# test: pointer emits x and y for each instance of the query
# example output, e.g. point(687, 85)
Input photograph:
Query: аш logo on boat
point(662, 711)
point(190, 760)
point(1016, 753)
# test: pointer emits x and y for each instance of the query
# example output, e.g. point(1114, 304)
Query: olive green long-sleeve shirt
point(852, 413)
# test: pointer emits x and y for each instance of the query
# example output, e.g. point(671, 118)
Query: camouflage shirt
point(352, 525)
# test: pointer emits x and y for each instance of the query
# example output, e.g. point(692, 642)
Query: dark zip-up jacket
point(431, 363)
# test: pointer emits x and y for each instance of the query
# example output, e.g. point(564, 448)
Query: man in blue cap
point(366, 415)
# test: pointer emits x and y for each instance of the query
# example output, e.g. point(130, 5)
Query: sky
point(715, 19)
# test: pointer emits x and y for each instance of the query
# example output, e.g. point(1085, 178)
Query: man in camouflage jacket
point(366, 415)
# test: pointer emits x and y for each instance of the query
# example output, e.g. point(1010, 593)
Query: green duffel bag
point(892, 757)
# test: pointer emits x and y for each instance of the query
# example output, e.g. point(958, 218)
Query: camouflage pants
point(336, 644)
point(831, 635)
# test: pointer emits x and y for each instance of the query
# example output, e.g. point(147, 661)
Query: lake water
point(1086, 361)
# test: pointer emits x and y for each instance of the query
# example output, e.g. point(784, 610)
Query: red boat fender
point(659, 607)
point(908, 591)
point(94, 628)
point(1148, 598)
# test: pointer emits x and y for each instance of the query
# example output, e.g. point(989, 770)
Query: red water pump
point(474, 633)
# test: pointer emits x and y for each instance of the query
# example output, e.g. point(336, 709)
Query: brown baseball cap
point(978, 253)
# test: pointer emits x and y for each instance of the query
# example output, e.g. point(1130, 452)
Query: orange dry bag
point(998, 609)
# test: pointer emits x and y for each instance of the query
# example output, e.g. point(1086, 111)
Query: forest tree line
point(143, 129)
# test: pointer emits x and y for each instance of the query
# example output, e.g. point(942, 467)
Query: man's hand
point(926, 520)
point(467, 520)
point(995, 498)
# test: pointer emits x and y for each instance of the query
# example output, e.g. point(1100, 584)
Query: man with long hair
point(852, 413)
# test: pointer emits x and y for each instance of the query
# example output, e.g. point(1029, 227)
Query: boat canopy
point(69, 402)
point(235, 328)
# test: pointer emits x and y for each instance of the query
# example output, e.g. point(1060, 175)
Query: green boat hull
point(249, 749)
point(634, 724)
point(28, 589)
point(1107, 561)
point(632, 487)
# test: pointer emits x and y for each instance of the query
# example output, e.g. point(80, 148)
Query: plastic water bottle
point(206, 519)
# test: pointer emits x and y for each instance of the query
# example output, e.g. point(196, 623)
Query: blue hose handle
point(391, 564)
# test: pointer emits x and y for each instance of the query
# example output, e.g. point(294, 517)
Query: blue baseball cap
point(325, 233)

__Given task__.
Would you restate each of the entries word for word?

__The reply__.
# test: pointer emits x and y for each instance of the query
# example output, e.g. point(687, 85)
Input photograph:
Query: аш logo on boat
point(662, 711)
point(190, 760)
point(1016, 753)
# test: pointer emits x and y for each instance of the query
# example output, e.g. point(1114, 304)
Query: olive green long-sleeve shirt
point(852, 413)
# test: pointer emits x and y for each instance of the query
# example output, e.g. point(671, 118)
Query: camouflage shirt
point(352, 525)
# test: pointer emits x and y for each instance of the query
# example output, e.g. point(692, 642)
Query: dark zip-up jacket
point(431, 363)
# test: pointer emits x and y for each instance of the query
# example output, e.g. point(564, 448)
Query: man in blue cap
point(366, 415)
# test: pointer emits x and y for each instance of the query
# example output, e.g. point(130, 5)
Query: sky
point(715, 19)
# test: pointer emits x and y for each instance of the query
# example output, e.g. point(1085, 178)
Query: man in camouflage jacket
point(366, 415)
# test: pointer emits x and y for each instance of the query
# example output, e.g. point(1010, 593)
Query: green duffel bag
point(892, 757)
# test: pointer emits x and y for each instance of the query
# example output, e.g. point(958, 218)
Query: camouflage pants
point(336, 644)
point(831, 635)
# test: pointer emits x and y for each instance of the query
# example output, e.g. point(147, 661)
Query: lake water
point(1086, 361)
# test: pointer emits x and y for each instance of the query
# example output, e.g. point(784, 610)
Query: red boat fender
point(659, 607)
point(908, 591)
point(94, 628)
point(1148, 598)
# test: pointer emits x and y for each instance of the query
# example output, e.g. point(989, 770)
Query: red water pump
point(474, 633)
# test: pointer emits x and y for each instance of the query
# example output, e.g. point(336, 709)
Query: brown baseball cap
point(978, 253)
# test: pointer emits x and y for each instance of the query
# example output, e.g. point(1130, 452)
Query: orange dry bag
point(998, 609)
# test: pointer emits x and y for each instance of the query
# example output, e.g. point(1086, 111)
Query: forest tree line
point(143, 129)
# test: pointer emits x and y for each instance of the query
# example output, e.g. point(942, 467)
Query: man's hand
point(926, 520)
point(467, 520)
point(995, 498)
# test: pointer emits x and y for each instance of the query
# example output, e.g. point(1100, 584)
Query: man with long hair
point(852, 413)
# test: pointer emits x and y for each instance of the query
# example output, e.g. point(1029, 227)
Query: boat canopy
point(69, 402)
point(235, 328)
# test: pointer emits x and y for each instance of the query
# example output, e.g. point(1060, 175)
Query: green boat hull
point(249, 749)
point(634, 724)
point(28, 589)
point(1107, 561)
point(632, 487)
# test: pointer emits x and y for each instance of the query
# example output, e.g. point(80, 148)
Query: plastic water bottle
point(206, 519)
# test: pointer emits x and y for each instance of the query
# example output, e.g. point(196, 623)
Query: blue hose handle
point(391, 564)
# test: pointer emits x and y for each instance of the query
# example output, e.g. point(294, 517)
Query: blue baseball cap
point(325, 233)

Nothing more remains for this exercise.